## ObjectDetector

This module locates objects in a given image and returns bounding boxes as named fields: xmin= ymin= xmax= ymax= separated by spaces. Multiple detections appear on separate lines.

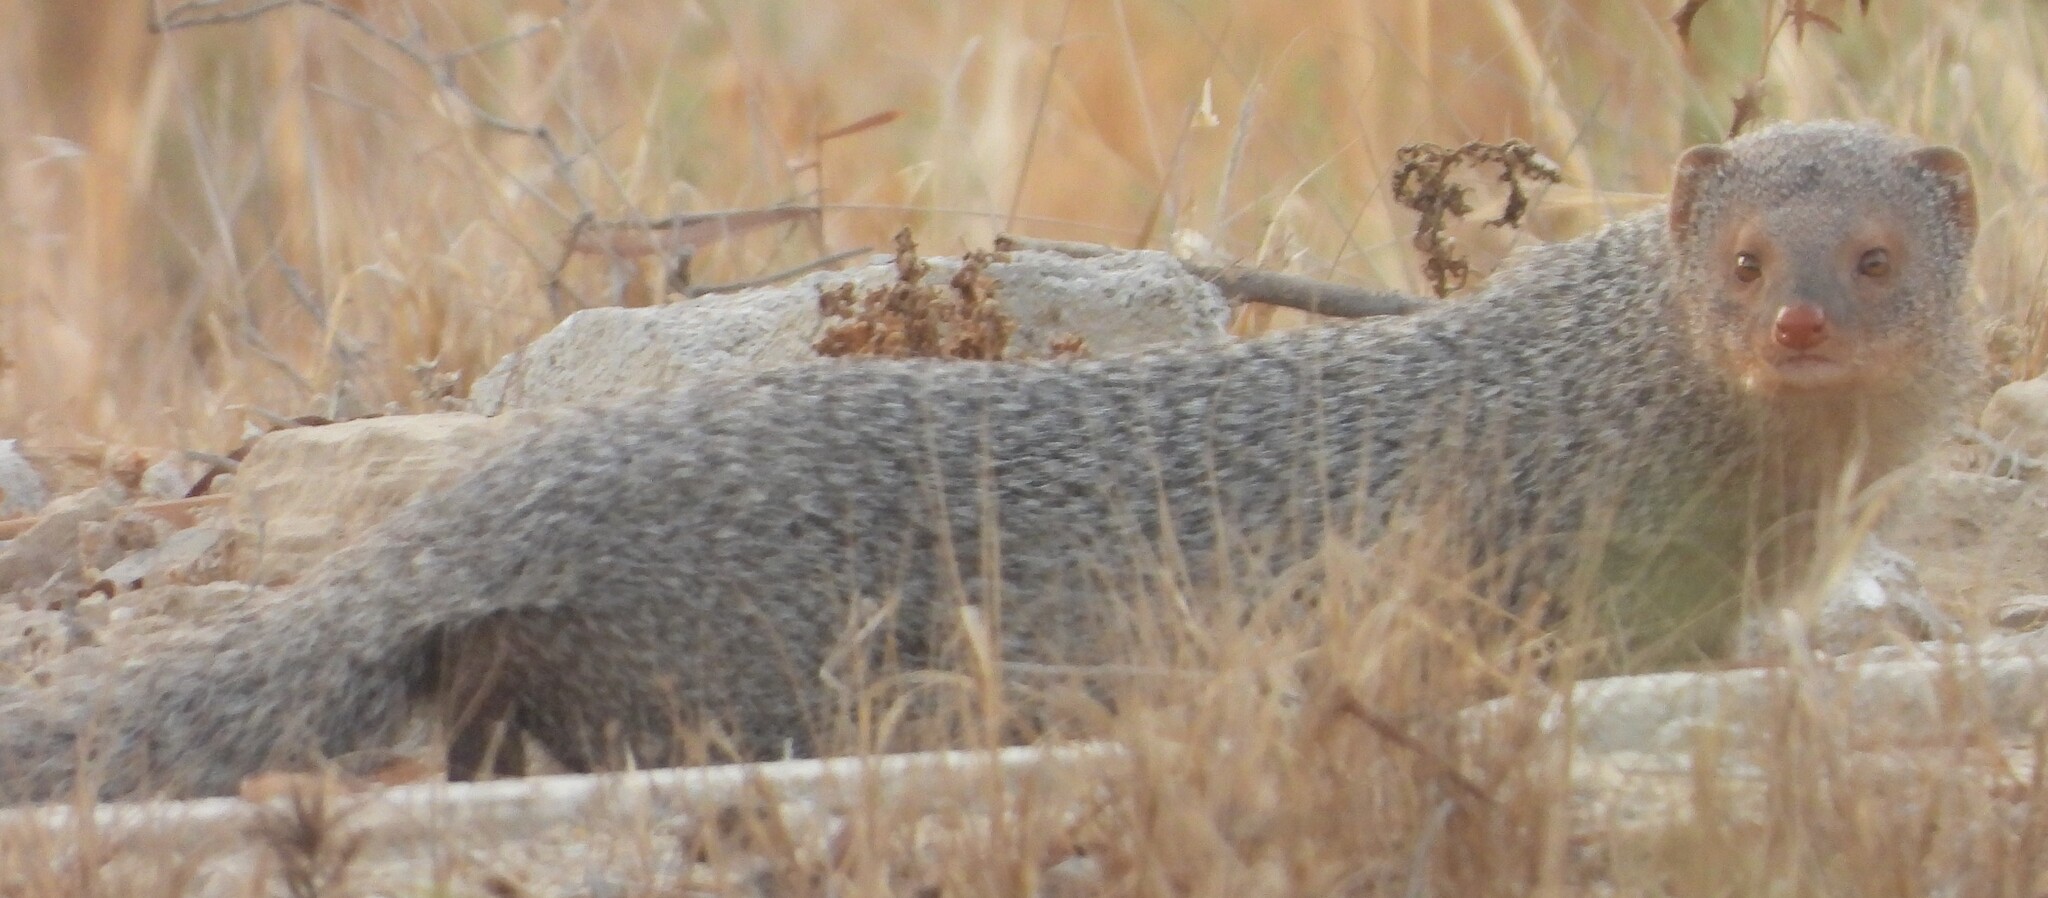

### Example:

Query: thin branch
xmin=447 ymin=19 xmax=556 ymax=59
xmin=545 ymin=213 xmax=596 ymax=316
xmin=817 ymin=110 xmax=902 ymax=143
xmin=153 ymin=0 xmax=583 ymax=187
xmin=1134 ymin=19 xmax=1233 ymax=250
xmin=148 ymin=0 xmax=296 ymax=31
xmin=566 ymin=206 xmax=823 ymax=257
xmin=1006 ymin=0 xmax=1076 ymax=234
xmin=683 ymin=247 xmax=873 ymax=298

┄┄┄┄┄┄┄┄┄┄

Task goal:
A complete and exact copy of the records is required. Exclude the pictures.

Solution to this task:
## ObjectDetector

This module locates objects in a given image and returns bounding boxes as named fields: xmin= ymin= xmax= ymax= separated by spaces. Multiple detections appear on separate lines.


### Example:

Query: thin branch
xmin=447 ymin=19 xmax=556 ymax=59
xmin=545 ymin=213 xmax=596 ymax=316
xmin=817 ymin=110 xmax=902 ymax=143
xmin=153 ymin=0 xmax=583 ymax=187
xmin=1134 ymin=19 xmax=1233 ymax=250
xmin=148 ymin=0 xmax=296 ymax=31
xmin=566 ymin=206 xmax=823 ymax=257
xmin=1006 ymin=0 xmax=1076 ymax=234
xmin=683 ymin=247 xmax=873 ymax=298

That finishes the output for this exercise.